Exercise details:
In the data below, retype exactly the line that contains "positive clicks: (311, 104) (291, 95)" and every line after it, through the last.

Data supplied:
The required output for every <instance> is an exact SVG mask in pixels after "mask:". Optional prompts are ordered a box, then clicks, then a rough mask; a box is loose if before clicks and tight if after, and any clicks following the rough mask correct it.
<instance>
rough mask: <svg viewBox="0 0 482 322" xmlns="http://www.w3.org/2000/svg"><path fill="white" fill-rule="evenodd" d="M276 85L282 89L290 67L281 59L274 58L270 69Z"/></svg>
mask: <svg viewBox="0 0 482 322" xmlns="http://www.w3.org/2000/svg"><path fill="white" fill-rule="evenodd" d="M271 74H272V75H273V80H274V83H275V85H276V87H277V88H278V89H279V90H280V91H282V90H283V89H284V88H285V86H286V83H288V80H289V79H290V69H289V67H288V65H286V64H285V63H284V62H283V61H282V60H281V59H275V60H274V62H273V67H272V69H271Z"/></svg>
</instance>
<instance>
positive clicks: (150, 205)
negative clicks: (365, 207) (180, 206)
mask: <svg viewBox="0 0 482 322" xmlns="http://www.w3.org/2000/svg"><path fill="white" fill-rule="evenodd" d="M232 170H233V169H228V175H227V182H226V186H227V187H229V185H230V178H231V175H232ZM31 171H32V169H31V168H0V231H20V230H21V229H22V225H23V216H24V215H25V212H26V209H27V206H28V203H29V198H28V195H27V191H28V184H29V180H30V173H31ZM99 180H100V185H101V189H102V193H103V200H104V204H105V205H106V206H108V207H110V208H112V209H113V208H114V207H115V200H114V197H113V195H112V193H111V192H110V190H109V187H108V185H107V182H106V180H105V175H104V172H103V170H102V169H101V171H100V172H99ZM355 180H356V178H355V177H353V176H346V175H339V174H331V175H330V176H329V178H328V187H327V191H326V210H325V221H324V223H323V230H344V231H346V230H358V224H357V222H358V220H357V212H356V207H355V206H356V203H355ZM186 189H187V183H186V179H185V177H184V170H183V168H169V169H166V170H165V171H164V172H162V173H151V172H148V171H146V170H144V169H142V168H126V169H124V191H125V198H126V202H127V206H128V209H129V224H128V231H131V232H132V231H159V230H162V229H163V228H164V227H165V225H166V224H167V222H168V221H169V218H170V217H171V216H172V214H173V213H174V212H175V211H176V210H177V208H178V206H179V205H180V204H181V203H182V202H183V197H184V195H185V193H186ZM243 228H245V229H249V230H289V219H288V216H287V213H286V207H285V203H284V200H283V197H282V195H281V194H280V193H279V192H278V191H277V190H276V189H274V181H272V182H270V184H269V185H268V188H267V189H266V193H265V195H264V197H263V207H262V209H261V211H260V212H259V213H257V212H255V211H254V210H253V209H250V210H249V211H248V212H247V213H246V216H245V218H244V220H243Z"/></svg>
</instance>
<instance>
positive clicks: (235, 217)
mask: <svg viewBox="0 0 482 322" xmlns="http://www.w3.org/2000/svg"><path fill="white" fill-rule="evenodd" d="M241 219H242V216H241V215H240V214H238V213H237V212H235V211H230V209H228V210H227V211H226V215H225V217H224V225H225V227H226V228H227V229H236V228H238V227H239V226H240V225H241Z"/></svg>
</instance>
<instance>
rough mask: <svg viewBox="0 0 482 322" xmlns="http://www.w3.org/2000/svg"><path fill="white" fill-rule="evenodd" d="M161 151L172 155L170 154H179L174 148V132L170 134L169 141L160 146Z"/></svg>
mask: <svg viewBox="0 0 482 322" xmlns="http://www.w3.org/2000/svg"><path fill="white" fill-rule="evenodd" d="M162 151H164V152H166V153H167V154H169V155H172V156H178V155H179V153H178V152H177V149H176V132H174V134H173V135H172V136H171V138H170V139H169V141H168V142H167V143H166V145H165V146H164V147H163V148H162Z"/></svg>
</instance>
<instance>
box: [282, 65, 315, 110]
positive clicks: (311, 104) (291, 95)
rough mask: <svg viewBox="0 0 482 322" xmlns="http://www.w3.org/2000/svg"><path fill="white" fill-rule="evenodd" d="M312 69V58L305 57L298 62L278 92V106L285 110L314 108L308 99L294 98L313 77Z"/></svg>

Problem solution:
positive clicks: (311, 104) (291, 95)
rough mask: <svg viewBox="0 0 482 322" xmlns="http://www.w3.org/2000/svg"><path fill="white" fill-rule="evenodd" d="M312 69V58L305 57L298 62L278 92V106L285 110L314 108L308 99L294 98L313 77Z"/></svg>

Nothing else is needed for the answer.